Conjunto de tarefas:
(a) Responda às seguintes perguntas com base no texto sobre a queda do regime em 1974.
(i) Em que data o Presidente do Conselho usou da palavra na Assembleia Nacional sobre o Problema do Ultramar?
(ii) Que generais foram demitidos pelo Presidente do Conselho?
(iii) Quem fez a leitura da Proclamação do MFA?
(b) Prossiga o texto sobre a queda do regime em 1974, escrevendo a parte seguinte a partir da última frase apresentada.

Excerto do texto:
====

O Presidente do Conselho, a 5 de Março de 1974, usa da palavra na
Assembleia Nacional sobre o Problema do Ultramar, solicitando uma afirmação
sobre um rumo a seguir. Após larga discussão foi votada uma moção de apoio
à política do governo.
A 15 de Março, o Movimento dos Capitães avança com o Levantamento das
Caldas, que foi dominado. O Presidente do Conselho demite os Generais
Costa Gomes e António de Spínola, chefe e vice-chefe dos Estado-Maior
General das Forças Armadas.
Pouco mais de um mês após o frustrado Levantamento das Caldas, os
militares reunidos no Movimento das Forças Armadas (MFA), na madrugada do
dia 25 de Abril lançam uma vasta operação em Portugal e no Ultramar, visando
o derrube do regime que defendia as operações militares em África e que
prosseguia uma ditadura de 48 anos. Dirigido na sua maioria por jovens
capitães, o golpe que ficou conhecido como a "Revolução dos Cravos"
consegue derrubar o regime e abrir cominho para implantação de um Estado
Democrático.
Ao princípio da madrugada do dia 26 de Abril de 1974, O general António de
Spínola, já Presidente da Junta de Salvação Nacional, criada no dia 25, faz a
leitura da Proclamação do MFA.

====

Material fornecido:
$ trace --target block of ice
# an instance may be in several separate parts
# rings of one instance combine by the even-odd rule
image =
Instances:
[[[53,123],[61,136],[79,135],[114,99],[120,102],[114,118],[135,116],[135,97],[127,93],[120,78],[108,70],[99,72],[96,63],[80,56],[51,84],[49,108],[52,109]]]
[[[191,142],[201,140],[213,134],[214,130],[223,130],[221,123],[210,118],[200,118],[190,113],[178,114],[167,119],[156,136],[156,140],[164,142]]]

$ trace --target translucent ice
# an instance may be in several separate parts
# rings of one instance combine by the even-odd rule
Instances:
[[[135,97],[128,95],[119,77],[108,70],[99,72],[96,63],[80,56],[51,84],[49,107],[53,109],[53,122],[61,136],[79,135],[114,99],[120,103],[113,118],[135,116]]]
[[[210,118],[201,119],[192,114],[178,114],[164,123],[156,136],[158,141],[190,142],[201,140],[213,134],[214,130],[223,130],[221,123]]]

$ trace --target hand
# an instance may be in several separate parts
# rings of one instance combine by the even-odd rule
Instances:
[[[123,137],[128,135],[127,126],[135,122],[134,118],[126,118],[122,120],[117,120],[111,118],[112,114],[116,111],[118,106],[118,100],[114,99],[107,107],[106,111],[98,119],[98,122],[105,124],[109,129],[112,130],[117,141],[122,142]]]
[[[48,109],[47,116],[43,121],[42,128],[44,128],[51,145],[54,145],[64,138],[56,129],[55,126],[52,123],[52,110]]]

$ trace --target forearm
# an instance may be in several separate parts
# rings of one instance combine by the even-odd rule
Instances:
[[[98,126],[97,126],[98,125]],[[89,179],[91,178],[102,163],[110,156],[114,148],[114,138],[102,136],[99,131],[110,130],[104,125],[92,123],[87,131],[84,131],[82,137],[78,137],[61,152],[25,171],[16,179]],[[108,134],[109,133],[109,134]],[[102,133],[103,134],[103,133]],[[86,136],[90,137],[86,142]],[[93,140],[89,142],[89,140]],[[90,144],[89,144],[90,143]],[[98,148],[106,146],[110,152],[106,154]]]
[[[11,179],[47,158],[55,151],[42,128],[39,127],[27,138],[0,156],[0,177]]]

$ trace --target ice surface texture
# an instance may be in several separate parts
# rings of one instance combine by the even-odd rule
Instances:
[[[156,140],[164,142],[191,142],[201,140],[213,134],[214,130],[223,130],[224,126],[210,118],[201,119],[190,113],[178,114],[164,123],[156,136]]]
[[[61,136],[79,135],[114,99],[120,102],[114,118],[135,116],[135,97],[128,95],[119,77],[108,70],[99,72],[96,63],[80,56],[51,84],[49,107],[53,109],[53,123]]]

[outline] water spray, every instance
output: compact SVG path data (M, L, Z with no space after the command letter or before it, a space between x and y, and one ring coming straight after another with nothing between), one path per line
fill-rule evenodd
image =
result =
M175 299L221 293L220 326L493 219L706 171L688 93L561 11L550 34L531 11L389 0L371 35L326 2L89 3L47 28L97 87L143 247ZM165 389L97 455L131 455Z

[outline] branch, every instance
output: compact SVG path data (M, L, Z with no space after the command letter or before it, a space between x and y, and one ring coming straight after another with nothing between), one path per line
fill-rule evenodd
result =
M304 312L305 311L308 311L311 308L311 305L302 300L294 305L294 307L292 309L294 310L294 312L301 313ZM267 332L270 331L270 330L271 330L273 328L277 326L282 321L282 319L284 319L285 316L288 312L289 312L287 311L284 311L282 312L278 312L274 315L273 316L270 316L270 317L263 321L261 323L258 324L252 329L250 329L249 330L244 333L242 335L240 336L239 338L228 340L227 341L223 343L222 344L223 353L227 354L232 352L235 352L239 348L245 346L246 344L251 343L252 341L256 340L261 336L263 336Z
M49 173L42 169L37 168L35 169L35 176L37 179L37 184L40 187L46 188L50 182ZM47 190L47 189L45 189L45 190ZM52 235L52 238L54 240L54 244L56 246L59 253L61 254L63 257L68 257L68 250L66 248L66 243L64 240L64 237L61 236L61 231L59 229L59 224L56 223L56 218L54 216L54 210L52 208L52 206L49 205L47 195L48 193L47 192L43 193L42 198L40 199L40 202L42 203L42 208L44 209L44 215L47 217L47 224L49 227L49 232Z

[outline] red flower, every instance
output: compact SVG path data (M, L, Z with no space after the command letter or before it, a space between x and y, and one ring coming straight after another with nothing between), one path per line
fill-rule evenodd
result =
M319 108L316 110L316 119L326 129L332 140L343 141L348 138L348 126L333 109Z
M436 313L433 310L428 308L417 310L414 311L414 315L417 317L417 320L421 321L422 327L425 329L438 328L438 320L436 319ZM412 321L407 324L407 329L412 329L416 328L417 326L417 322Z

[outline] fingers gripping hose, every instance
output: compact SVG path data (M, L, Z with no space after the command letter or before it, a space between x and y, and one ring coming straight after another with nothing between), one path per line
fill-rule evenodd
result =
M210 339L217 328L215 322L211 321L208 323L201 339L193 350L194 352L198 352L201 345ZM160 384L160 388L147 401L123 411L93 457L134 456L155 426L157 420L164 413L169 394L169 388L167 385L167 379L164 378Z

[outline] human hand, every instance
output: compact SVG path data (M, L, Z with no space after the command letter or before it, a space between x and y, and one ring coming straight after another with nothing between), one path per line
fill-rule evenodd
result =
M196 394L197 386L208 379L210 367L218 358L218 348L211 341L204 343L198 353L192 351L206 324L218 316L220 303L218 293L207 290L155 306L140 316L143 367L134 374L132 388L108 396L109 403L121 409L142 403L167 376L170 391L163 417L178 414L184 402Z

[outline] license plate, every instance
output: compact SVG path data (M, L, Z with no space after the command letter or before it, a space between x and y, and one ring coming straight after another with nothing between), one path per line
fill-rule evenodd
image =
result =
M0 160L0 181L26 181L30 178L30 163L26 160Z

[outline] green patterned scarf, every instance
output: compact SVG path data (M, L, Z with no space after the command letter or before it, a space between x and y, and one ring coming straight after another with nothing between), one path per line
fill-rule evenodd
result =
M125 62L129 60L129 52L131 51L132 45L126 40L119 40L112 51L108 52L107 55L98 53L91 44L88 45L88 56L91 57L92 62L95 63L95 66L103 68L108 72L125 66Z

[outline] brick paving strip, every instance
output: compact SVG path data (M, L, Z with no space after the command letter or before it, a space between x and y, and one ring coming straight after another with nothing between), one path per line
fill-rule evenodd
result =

====

Respostas do exercício:
(a)
(i) A 5 de Março de 1974.
(ii) Os generais Costa Gomes e António de Spínola.
(iii) O general António de Spínola, já Presidente da Junta de Salvação Nacional.

(b)
Com a criação da Junta de Salvação Nacional foram extintas a Assembleia
Nacional e a Câmara Corporativa e é organizada uma estrutura constitucional
transitória até à instauração da nova Constituição. Entretanto parte para Angola
o Ministro da Cooperação, do 1º Governo Provisório, e forma-se o Conselho de
Estado que resolveu fazer uma interpretação dos termos em que estava
redigido o "Programa do Movimento das Forças Armadas Portuguesas" que,
em relação ao Ultramar atribuía, no número oito do capítulo B competências ao
Governo Provisório, em relação à política ultramarina, tendo em atenção que a
sua definição competirá à Nação, orientar-se pelos seguintes princípios:
a) reconhecimento de que a solução das Guerras do Ultramar é política e
não militar;
b) criação de condições para um debate franco e aberto a nível nacional,
do problema ultramarino;
36
c) lançamento dos fundamentos de uma política ultramarina que conduza
à paz.
A interpretação que foi dada provoca a queda do 1º Governo Provisório sem
contudo se conhecer claramente o sentido dessa interpretação.
Com a posse do 2º Governo Provisório passa-se a conhecer, a interpretação
do alcance do nº 8 do Capítulo B do Programa do MFA - que passou a ser
autodeterminação e independência para todos os territórios ultramarinos, o que
perturba de um modo irreversível todo o processo de descolonização, tanto em
Portugal como nas ex-Províncias Ultramarinas.
Os acontecimentos de 28 de Setembro culminam com a renúncia de António
de Spínola à Presidência da República a 30 do mesmo mês.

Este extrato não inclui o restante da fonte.